▶ **Supplied text**
*** Block opens ***

Shoulder Injuries in the Throwing Athlete
Causes of shoulder injuries in the throwing athlete
Shoulder injuries in baseball players are usually associated with pitching. While this overhand throwing activity can produce great speed and distance for the ball, when performed repeatedly, it can place a lot of stress on the shoulder.
The shoulder is a shallow ball-and-socket joint, formed by the bone of the upper arm (humerus), which articulates with the shoulder blade in a cavity called the glenoid fossa. The joint relies a great deal on surrounding soft tissue structures such as tendons, ligaments and muscles (rotator cuff muscles) to maintain smooth motion and stability. The glenoid cavity is surrounded by a raised ridge of cartilage called the labrum that deepens the cavity and a ligamentous structure called the shoulder capsule that centres the humerus in the cavity. The biceps muscle, certain back muscles as well as a group of muscles called the rotator cuff all work together to stabilise the shoulder.
While pitching, the arm is thrown outward and backward to generate speed. This action forces the head of the humerus forward, stressing the surrounding ligaments and tendons. These stresses can lead to injuries, causing pain and inflammation.
Types of shoulder injuries in the throwing athlete
Common injuries include:
- Tears of the labrum
- Tendonitis (inflammation of the tendons) and tears of the rotator cuff
- Tendonitis and tears of the biceps tendon
- Impingement of the rotator cuff tendons between the humeral head and glenoid
- Partial dislocation of the joint (instability)

*** Block closes ***

▶ **Required work**
1) From the shoulder injuries text, extract the passage that begins at the words "Types of shoulder" and stops after "the joint (instability)".
2) Answer these questions from the shoulder injuries text:
(a) What is the raised ridge of cartilage around the glenoid cavity called?
(b) Which activity are shoulder injuries in baseball players usually associated with?
(c) Which listed injury is identified with instability?
3) According to the shoulder injuries text, why can pitching injure the shoulder?
The listing after this text has no role in this work.

▶ **Recorded information**
*** Block opens ***

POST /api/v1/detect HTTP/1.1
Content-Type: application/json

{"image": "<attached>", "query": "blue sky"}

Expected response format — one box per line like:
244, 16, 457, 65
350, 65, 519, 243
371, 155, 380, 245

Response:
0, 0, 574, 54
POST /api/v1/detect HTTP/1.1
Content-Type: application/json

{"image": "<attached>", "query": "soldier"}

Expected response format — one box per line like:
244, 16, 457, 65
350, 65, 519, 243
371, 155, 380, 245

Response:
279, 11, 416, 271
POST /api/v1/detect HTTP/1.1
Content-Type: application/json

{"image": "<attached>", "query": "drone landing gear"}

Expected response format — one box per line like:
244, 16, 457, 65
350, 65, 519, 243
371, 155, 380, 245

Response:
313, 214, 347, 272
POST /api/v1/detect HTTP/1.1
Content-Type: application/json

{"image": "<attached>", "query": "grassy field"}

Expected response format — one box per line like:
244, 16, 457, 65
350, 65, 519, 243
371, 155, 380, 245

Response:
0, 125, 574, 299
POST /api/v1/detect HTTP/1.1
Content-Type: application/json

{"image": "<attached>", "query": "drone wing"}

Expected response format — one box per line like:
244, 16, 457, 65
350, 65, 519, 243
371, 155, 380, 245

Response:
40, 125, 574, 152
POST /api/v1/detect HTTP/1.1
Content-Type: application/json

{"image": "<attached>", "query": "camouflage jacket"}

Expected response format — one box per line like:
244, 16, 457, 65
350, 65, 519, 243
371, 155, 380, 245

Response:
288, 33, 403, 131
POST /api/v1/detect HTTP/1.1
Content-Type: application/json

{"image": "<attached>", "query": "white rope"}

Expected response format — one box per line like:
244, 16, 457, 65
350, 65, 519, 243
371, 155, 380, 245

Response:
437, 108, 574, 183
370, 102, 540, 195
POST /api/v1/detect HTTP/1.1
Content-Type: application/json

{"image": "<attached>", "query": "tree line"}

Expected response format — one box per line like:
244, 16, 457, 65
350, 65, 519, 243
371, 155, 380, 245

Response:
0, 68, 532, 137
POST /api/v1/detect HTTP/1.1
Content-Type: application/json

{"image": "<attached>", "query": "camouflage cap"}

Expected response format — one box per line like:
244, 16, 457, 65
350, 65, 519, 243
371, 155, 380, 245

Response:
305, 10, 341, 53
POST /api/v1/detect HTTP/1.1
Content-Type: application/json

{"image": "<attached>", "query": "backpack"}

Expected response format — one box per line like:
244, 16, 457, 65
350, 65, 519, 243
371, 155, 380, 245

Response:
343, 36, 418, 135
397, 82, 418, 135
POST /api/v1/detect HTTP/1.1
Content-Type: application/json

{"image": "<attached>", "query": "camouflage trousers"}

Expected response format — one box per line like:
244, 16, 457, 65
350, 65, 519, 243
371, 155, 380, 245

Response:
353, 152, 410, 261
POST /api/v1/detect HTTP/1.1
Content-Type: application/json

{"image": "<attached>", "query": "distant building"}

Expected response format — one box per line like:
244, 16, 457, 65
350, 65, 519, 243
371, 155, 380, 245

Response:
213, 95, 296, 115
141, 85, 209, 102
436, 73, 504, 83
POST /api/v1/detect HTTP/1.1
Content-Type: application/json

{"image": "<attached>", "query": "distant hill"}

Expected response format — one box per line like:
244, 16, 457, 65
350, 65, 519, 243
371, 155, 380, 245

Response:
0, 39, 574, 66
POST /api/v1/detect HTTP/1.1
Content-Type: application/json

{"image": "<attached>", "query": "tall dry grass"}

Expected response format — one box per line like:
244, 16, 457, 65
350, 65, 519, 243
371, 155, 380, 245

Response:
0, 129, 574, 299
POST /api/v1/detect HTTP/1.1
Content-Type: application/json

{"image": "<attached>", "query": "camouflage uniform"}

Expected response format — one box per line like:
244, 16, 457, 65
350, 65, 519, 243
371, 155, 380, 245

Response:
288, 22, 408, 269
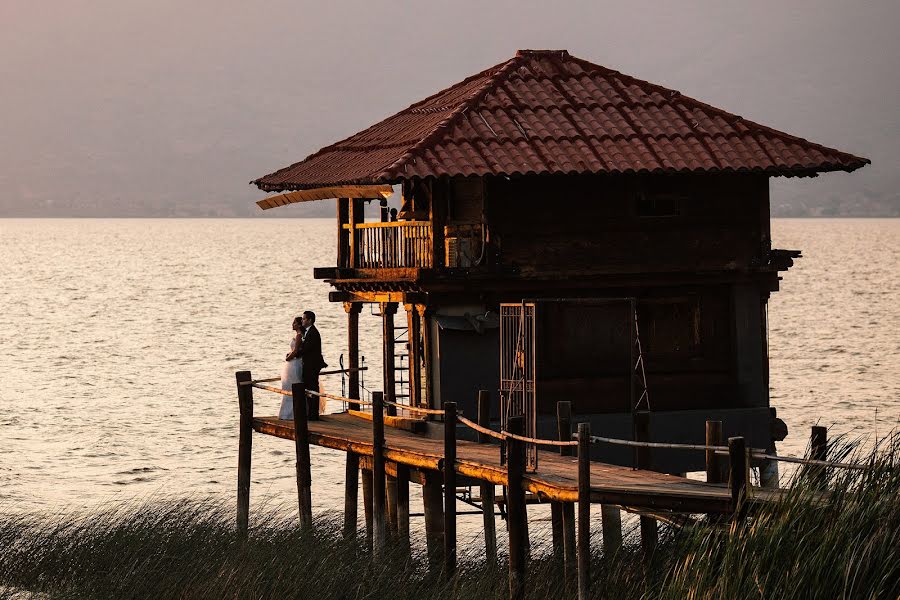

*** Block closes ***

▶ **Written responses**
1)
Types of shoulder injuries in the throwing athlete
Common injuries include:
- Tears of the labrum
- Tendonitis (inflammation of the tendons) and tears of the rotator cuff
- Tendonitis and tears of the biceps tendon
- Impingement of the rotator cuff tendons between the humeral head and glenoid
- Partial dislocation of the joint (instability)

2)
(a) The labrum.
(b) Pitching.
(c) Partial dislocation of the joint.

3) During pitching, the arm is thrown outward and backward to generate speed, which forces the head of the humerus forward. This stresses the surrounding ligaments and tendons, and these stresses can lead to injuries that cause pain and inflammation.